_WHAT THE TASK ASKS_:
Update the entries below by replacing "gets one point" with "gets a single point" everywhere it occurs, and leave all other text unchanged.

>> begin THE RECORDS

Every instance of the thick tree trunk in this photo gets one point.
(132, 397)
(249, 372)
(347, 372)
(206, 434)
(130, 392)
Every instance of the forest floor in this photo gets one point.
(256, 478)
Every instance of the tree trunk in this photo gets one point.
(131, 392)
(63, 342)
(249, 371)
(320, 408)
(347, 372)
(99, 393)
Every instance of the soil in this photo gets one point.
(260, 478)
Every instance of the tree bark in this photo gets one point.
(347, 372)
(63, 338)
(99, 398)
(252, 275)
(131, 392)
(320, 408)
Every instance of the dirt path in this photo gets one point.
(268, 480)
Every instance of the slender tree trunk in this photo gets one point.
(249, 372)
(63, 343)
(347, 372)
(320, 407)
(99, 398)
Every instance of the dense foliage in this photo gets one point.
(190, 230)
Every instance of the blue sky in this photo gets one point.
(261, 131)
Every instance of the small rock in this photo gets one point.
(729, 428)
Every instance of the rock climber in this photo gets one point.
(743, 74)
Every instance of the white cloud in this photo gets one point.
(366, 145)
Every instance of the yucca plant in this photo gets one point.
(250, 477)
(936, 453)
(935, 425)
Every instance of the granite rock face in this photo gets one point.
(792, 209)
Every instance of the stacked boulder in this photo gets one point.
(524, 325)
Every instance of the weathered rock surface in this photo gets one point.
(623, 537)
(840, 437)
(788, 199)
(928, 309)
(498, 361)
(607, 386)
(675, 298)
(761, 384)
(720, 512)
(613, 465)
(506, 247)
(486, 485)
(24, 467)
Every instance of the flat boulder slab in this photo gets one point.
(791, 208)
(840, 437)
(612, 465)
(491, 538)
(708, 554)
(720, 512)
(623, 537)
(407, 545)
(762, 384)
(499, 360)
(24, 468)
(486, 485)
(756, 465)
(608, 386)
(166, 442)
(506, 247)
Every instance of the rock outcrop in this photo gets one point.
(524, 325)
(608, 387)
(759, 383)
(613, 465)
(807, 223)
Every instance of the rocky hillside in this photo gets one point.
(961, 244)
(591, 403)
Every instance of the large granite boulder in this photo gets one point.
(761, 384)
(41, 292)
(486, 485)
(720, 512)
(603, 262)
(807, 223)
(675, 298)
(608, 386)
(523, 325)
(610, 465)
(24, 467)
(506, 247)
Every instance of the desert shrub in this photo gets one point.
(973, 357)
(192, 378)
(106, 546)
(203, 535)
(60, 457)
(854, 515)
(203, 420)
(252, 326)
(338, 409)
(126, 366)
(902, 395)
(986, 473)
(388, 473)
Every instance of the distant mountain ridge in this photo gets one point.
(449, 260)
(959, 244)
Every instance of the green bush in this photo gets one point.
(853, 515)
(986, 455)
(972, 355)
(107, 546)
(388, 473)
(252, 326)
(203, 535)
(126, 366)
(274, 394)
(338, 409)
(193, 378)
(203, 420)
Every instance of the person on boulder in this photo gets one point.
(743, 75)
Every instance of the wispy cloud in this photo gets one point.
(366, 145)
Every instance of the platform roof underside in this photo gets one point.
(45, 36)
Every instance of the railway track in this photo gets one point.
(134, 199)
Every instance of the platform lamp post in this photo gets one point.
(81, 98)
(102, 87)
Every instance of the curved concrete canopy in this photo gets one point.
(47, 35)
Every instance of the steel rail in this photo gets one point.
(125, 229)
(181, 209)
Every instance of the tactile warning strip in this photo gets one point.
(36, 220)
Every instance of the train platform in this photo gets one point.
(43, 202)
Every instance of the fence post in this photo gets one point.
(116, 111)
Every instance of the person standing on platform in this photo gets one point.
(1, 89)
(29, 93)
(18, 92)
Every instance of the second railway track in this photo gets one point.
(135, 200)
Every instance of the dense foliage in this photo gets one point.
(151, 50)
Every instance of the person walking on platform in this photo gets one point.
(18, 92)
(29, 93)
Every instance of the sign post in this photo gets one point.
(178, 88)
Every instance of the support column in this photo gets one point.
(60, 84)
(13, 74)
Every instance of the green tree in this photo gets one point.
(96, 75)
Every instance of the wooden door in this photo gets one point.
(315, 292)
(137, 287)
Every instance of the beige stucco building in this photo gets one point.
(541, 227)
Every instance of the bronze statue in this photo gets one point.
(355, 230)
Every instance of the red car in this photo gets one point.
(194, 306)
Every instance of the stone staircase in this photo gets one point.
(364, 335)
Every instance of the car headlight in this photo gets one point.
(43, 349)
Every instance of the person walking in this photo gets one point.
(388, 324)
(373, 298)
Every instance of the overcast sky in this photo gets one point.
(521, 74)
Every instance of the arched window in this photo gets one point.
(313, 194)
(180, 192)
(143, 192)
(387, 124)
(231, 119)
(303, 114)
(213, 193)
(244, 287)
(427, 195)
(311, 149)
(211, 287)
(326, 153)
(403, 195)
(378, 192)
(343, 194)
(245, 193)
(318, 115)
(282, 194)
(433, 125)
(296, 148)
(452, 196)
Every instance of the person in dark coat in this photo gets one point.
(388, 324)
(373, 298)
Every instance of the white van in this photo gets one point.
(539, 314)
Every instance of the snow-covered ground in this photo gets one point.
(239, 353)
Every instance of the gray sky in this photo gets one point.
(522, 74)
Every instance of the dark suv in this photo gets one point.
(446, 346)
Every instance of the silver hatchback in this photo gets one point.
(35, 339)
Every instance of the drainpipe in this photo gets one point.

>> end THE RECORDS

_RESPONSE TO THE EXERCISE_:
Every instance of the thick tree trunk in this photo gets a single point.
(132, 397)
(249, 372)
(347, 372)
(206, 434)
(130, 392)
Every instance of the forest floor in this photo gets a single point.
(256, 478)
Every instance of the tree trunk in this photo gets a single point.
(131, 392)
(63, 342)
(249, 371)
(320, 408)
(347, 372)
(99, 393)
Every instance of the soil in this photo gets a single point.
(260, 478)
Every instance of the tree bark in this photo gets a single point.
(347, 372)
(63, 338)
(99, 398)
(252, 275)
(131, 392)
(320, 408)
Every instance of the dirt path in this photo gets a single point.
(268, 480)
Every instance of the slender tree trunk in this photo gets a single point.
(249, 372)
(63, 343)
(347, 372)
(320, 407)
(99, 398)
Every instance of the dense foliage in this photo gets a single point.
(190, 230)
Every instance of the blue sky in this photo gets a single point.
(261, 131)
Every instance of the small rock in this photo gets a single point.
(729, 428)
Every instance of the rock climber in this photo gets a single point.
(743, 74)
Every instance of the white cloud in this photo gets a single point.
(366, 145)
Every instance of the yucca plant in this photo gets a single point.
(250, 477)
(936, 453)
(935, 425)
Every instance of the granite rock face in this photo gets a single point.
(792, 209)
Every instance of the stacked boulder in this photo gets a single point.
(524, 325)
Every instance of the weathered rock surface in this photo gets a single point.
(623, 537)
(840, 437)
(788, 199)
(928, 309)
(498, 361)
(607, 386)
(675, 298)
(761, 384)
(720, 512)
(613, 465)
(506, 247)
(486, 485)
(24, 467)
Every instance of the flat boulder slab in this photo gets a single point.
(791, 208)
(840, 437)
(612, 465)
(491, 538)
(708, 554)
(720, 512)
(623, 537)
(407, 545)
(762, 384)
(499, 360)
(24, 468)
(486, 485)
(756, 465)
(608, 386)
(166, 442)
(506, 247)
Every instance of the rock outcrop in this photo gets a single point.
(524, 325)
(608, 387)
(759, 383)
(613, 465)
(807, 223)
Every instance of the rocky hillside in this photo gets a single point.
(961, 244)
(591, 403)
Every instance of the large granite boulder in this photo gets a single point.
(761, 384)
(41, 292)
(486, 485)
(720, 512)
(603, 262)
(807, 223)
(675, 298)
(608, 386)
(523, 325)
(610, 465)
(24, 467)
(506, 247)
Every instance of the desert shrub in this photo gets a single point.
(973, 357)
(192, 378)
(106, 546)
(203, 535)
(60, 457)
(854, 515)
(203, 420)
(252, 326)
(338, 409)
(126, 366)
(902, 395)
(986, 473)
(388, 473)
Every instance of the distant mountain ridge in this photo gets a single point.
(449, 260)
(959, 244)
Every instance of the green bush in this photo gets a single point.
(853, 515)
(986, 455)
(972, 355)
(107, 546)
(388, 473)
(252, 326)
(203, 535)
(126, 366)
(274, 394)
(338, 409)
(193, 378)
(203, 420)
Every instance of the person on boulder in this photo gets a single point.
(743, 75)
Every instance of the wispy cloud in this photo gets a single point.
(366, 145)
Every instance of the platform roof underside in this photo gets a single point.
(45, 36)
Every instance of the railway track in this photo gets a single point.
(134, 199)
Every instance of the platform lamp post in this photo gets a single point.
(81, 98)
(102, 87)
Every instance of the curved concrete canopy in this photo gets a single point.
(47, 35)
Every instance of the steel rail in this photo gets a single point.
(125, 229)
(181, 209)
Every instance of the tactile warning strip in this photo gets a single point.
(36, 220)
Every instance of the train platform in this photo gets a single point.
(43, 202)
Every instance of the fence post in this photo gets a single point.
(116, 111)
Every instance of the person standing on platform in this photo gets a single point.
(1, 89)
(29, 93)
(18, 92)
Every instance of the second railway track in this photo gets a single point.
(135, 200)
Every instance of the dense foliage in this photo gets a single point.
(151, 50)
Every instance of the person walking on platform in this photo gets a single point.
(18, 92)
(29, 93)
Every instance of the sign post in this photo gets a single point.
(178, 88)
Every instance of the support column in this photo gets a single point.
(60, 84)
(13, 74)
Every instance of the green tree in this photo gets a single point.
(96, 75)
Every instance of the wooden door in this photo gets a single point.
(315, 292)
(137, 287)
Every instance of the beige stucco building in this photo gets a single point.
(541, 227)
Every instance of the bronze statue in this photo gets a single point.
(355, 230)
Every instance of the red car in this photo gets a single point.
(194, 306)
Every instance of the stone staircase in this photo gets a single point.
(364, 335)
Every instance of the car headlight in this photo gets a single point.
(43, 349)
Every instance of the person walking in this photo gets a single point.
(388, 324)
(373, 298)
Every instance of the overcast sky in this photo gets a single point.
(521, 74)
Every instance of the arched window in this photo gets a single point.
(313, 194)
(180, 192)
(143, 192)
(387, 124)
(231, 119)
(303, 114)
(213, 193)
(244, 287)
(427, 195)
(311, 149)
(211, 287)
(326, 153)
(403, 195)
(378, 192)
(343, 194)
(245, 193)
(318, 115)
(282, 194)
(433, 125)
(296, 148)
(452, 196)
Every instance of the person in dark coat in this photo gets a single point.
(388, 324)
(373, 298)
Every instance of the white van in this photo gets a single point.
(539, 314)
Every instance of the snow-covered ground in this photo gets a single point.
(239, 353)
Every instance of the gray sky in this photo gets a single point.
(522, 74)
Every instance of the dark suv in this photo gets a single point.
(446, 346)
Every instance of the silver hatchback in this photo gets a single point.
(35, 339)
Every instance of the drainpipe in this photo gets a single point.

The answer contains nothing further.